» **WORK INSTRUCTIONS**
In the commit page below, what default value is given to the new 'legacy_iterator' setting? Please answer briefly.

» **ARTICLE**
········

Wrap consumer.poll() for KafkaConsumer iteration

author: Dana Powers <dana.powers@gmail.com> 2019-09-15 16:30:54 -0700
committer: Dana Powers <dana.powers@gmail.com> 2019-09-28 16:33:01 -0700
commit: 5a653346a55d8ce3780833cbbd96735e40e74927 (patch)
tree: 1b65c6d16c3b2767ae47411ef2d733c06446a65b
parent: 5381591bac7f1322e7a54e4be65d1a54e2898732 (diff)
download: kafka-python-5a653346a55d8ce3780833cbbd96735e40e74927.tar.gz
2 files changed, 60 insertions, 7 deletions
diff --git a/kafka/consumer/fetcher.py b/kafka/consumer/fetcher.py
index 36e269f..17c818f 100644
--- a/kafka/consumer/fetcher.py
+++ b/kafka/consumer/fetcher.py
@@ -292,7 +292,7 @@ class Fetcher(six.Iterator):
         raise Errors.KafkaTimeoutError(
             "Failed to get offsets by timestamps in %s ms" % (timeout_ms,))
 
-    def fetched_records(self, max_records=None):
+    def fetched_records(self, max_records=None, update_offsets=True):
         """Returns previously fetched records and updates consumed offsets.
 
         Arguments:
@@ -330,10 +330,11 @@ class Fetcher(six.Iterator):
             else:
                 records_remaining -= self._append(drained,
                                                   self._next_partition_records,
-                                                  records_remaining)
+                                                  records_remaining,
+                                                  update_offsets)
         return dict(drained), bool(self._completed_fetches)
 
-    def _append(self, drained, part, max_records):
+    def _append(self, drained, part, max_records, update_offsets):
         if not part:
             return 0
 
@@ -366,7 +367,8 @@ class Fetcher(six.Iterator):
                 for record in part_records:
                     drained[tp].append(record)
 
-                self._subscriptions.assignment[tp].position = next_offset
+                if update_offsets:
+                    self._subscriptions.assignment[tp].position = next_offset
                 return len(part_records)
 
             else:
diff --git a/kafka/consumer/group.py b/kafka/consumer/group.py
index f9d0fb9..7b59567 100644
--- a/kafka/consumer/group.py
+++ b/kafka/consumer/group.py
@@ -302,7 +302,8 @@ class KafkaConsumer(six.Iterator):
         'sasl_plain_password': None,
         'sasl_kerberos_service_name': 'kafka',
         'sasl_kerberos_domain_name': None,
-        'sasl_oauth_token_provider': None
+        'sasl_oauth_token_provider': None,
+        'legacy_iterator': True, # experimental feature
     }
     DEFAULT_SESSION_TIMEOUT_MS_0_9 = 30000
 
@@ -660,7 +661,7 @@ class KafkaConsumer(six.Iterator):
 
         # If data is available already, e.g. from a previous network client
         # poll() call to commit, then just return it immediately
-        records, partial = self._fetcher.fetched_records(max_records)

········

Bounding box annotation entries:
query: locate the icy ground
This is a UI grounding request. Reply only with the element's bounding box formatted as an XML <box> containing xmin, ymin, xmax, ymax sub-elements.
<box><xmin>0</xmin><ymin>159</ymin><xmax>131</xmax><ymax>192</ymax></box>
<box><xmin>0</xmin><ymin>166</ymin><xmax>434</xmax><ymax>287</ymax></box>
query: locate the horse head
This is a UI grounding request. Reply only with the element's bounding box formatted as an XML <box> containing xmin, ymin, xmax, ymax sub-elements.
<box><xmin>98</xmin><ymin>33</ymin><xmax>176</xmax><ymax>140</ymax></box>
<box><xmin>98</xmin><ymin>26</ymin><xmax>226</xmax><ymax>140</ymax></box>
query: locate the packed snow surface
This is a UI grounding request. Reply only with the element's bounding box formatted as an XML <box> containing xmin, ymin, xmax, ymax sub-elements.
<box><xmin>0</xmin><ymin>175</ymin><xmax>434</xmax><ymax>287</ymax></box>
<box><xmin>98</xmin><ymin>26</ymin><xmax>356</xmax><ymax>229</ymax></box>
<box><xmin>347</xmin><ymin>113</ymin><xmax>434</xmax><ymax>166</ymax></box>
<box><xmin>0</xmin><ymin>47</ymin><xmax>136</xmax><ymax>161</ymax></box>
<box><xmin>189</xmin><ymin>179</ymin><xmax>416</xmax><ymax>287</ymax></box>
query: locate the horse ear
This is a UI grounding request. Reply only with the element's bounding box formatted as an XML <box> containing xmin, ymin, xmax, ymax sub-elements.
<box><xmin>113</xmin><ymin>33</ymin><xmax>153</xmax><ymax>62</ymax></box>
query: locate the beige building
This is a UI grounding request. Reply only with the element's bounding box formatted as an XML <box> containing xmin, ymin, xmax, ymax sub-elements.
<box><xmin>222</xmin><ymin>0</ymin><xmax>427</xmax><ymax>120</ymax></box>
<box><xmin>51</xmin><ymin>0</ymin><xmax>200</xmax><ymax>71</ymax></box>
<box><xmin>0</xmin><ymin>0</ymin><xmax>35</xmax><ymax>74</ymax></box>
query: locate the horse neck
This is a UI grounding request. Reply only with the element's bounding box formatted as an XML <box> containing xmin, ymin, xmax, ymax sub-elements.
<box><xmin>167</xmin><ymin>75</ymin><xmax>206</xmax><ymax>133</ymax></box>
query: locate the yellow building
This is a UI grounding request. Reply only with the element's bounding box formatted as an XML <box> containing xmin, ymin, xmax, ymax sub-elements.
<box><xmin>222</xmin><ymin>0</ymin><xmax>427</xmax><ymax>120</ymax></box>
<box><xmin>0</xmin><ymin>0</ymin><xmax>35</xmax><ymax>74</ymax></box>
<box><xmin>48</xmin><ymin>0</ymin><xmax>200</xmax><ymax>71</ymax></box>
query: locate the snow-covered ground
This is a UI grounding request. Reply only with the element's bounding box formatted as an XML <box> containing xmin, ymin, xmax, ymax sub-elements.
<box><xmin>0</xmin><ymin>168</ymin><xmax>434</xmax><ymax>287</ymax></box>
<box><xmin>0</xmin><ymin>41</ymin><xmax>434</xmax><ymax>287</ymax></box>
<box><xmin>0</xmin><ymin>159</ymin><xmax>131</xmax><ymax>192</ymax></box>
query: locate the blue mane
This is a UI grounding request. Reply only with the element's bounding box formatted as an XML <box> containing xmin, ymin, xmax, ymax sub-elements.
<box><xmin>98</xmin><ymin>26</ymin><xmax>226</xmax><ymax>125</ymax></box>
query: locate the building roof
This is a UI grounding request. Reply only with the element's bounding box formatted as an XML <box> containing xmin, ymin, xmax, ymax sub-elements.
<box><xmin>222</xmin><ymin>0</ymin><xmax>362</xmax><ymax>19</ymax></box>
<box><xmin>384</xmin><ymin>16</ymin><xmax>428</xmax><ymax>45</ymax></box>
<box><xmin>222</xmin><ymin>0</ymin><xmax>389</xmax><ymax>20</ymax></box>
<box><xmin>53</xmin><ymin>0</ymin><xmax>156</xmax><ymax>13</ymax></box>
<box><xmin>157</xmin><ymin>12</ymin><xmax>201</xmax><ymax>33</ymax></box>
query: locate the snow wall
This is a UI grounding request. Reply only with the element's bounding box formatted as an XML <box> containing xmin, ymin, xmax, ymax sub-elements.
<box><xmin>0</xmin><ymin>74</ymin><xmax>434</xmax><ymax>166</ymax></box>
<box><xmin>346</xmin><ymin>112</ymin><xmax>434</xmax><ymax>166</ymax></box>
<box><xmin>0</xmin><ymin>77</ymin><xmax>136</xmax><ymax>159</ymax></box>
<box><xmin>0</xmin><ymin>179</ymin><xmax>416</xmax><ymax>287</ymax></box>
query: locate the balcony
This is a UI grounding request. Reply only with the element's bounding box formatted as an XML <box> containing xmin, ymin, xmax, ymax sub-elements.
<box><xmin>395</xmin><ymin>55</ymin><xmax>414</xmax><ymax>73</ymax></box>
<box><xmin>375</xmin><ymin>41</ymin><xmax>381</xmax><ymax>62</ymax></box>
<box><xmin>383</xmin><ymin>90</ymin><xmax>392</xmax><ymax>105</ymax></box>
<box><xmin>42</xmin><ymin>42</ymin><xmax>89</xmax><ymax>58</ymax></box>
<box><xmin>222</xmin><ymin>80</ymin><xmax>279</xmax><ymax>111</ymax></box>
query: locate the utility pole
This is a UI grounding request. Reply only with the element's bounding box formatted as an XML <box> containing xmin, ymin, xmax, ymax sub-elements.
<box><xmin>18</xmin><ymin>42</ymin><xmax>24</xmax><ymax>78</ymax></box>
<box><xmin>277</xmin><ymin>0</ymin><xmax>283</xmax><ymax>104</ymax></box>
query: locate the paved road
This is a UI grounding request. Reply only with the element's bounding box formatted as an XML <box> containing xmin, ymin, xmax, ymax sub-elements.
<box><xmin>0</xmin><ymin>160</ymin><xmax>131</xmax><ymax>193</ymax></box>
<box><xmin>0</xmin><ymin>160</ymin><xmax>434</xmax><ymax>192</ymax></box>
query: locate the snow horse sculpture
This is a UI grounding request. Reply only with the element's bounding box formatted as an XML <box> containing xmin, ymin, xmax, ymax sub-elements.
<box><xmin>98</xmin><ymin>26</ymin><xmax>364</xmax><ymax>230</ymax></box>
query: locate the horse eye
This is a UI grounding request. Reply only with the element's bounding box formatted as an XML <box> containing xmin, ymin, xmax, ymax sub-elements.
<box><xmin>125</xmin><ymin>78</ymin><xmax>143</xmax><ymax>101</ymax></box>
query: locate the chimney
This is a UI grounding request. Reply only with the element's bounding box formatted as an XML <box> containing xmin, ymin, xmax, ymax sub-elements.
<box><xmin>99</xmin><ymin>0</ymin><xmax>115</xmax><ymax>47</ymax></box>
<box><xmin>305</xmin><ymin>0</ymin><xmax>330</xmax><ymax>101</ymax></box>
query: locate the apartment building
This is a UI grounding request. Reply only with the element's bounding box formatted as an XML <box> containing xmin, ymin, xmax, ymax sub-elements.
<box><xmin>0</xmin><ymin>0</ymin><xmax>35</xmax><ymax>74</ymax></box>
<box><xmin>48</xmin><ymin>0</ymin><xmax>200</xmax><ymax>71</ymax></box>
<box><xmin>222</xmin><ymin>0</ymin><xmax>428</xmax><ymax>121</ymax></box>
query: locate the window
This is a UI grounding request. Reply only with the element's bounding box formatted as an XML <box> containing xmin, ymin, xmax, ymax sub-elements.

········

» **EXPECTED OUTPUT**
True, marked as an experimental feature.